— What to produce —
Rewrite the judgment excerpt's passage that opens with the words "36. The learned" and closes with "directors of SPIC.", putting "derailing" in place of "scuttling".

— Document section —

** Start **

36. The learned single judge failed to appreciate that the minutes of the board meeting of September, 1995, and December, 1995, were largely as a result of reconciliation of both the parties to the final situation which emerged. The learned single judge has clearly overlooked to see that the persons who were none other than MRL were responsible for scuttling this entire project. The subscribers to SACL are not the directors of SPIC.

37. On the question of environmental clearance, the learned senior counsel submitted that the learned single judge has overlooked that as on September 2, 1994, there was a possibility of merger and environmental clearance already obtained by AROCHEM could ensure for the benefit of SPC. SPC if it is going to continue with this project until it is going to merge with AROCHEM and was proceeding to conduct itself with the ultimate benefit of AROCHEM, there was nothing wrong with SPC having brought to the GoI's attention the minutes of the meeting dated September 2, 1994, and obtained the benefit of AROCHEM's environmental clearance for the PTA/PFY plant because that would facilitate SPC's functioning and would not lead to any loss of time. At the time when this clearance was obtained from the GoI the intention of SPC was to merge with AROCHEM. It is after February 9, 1995, the possibility came in doubt. Once SPC was granted such environmental clearance, the decision to review it suddenly and to cancel it without appreciating that the land is in the possession of SPC and the technology which was sought to be installed by SPC in that area conforming to the pollution parameters were factors which the Ministry as part of environment should not have been ignored notwithstanding the fact that the situation which existed as on September 2, 1994, may not have existed after August, 1995. The learned single judge has erred in stating that the facts show the breach of negative covenant because the MoU really speaking was not applicable to the same situation of PTA/PFY project. The reason why SPIC did not terminate the MoU till then was because the matter was referred to GoI for the solution. The GoI in its wisdom could also have suggested a mutual termination. The learned single judge directed for merger. Since MRL is on appeal, it would not be possible for it to merge and it could mean a fresh re-appraisal of the entire project to determine its viability.

** End **

— Record excerpts —
** Start **

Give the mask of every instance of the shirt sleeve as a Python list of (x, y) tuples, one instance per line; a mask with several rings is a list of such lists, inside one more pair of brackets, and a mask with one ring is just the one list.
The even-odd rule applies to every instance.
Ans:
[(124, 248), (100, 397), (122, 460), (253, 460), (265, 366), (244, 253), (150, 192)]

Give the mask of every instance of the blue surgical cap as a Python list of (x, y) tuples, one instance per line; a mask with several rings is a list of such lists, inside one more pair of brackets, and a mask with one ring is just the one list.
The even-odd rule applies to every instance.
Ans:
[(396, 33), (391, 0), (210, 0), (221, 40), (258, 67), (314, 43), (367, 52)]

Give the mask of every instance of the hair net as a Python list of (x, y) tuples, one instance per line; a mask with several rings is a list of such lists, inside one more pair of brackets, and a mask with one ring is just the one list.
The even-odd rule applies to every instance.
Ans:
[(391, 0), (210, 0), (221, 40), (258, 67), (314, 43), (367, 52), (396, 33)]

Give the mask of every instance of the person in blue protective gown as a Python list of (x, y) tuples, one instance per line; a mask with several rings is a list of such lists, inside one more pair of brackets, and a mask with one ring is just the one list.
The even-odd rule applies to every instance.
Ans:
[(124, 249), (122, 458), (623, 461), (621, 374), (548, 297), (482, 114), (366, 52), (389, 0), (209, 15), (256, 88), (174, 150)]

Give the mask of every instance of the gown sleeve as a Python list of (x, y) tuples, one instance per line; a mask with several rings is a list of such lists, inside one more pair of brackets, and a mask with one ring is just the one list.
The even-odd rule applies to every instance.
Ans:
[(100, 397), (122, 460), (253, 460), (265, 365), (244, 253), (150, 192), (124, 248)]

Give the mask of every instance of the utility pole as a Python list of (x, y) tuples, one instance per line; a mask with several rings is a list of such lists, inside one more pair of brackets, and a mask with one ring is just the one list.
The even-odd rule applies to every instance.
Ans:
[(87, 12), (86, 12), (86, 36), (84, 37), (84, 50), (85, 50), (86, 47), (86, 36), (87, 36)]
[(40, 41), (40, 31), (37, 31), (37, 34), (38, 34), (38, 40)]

** End **

— Output for this task —
36. The learned single judge failed to appreciate that the minutes of the board meeting of September, 1995, and December, 1995, were largely as a result of reconciliation of both the parties to the final situation which emerged. The learned single judge has clearly overlooked to see that the persons who were none other than MRL were responsible for derailing this entire project. The subscribers to SACL are not the directors of SPIC.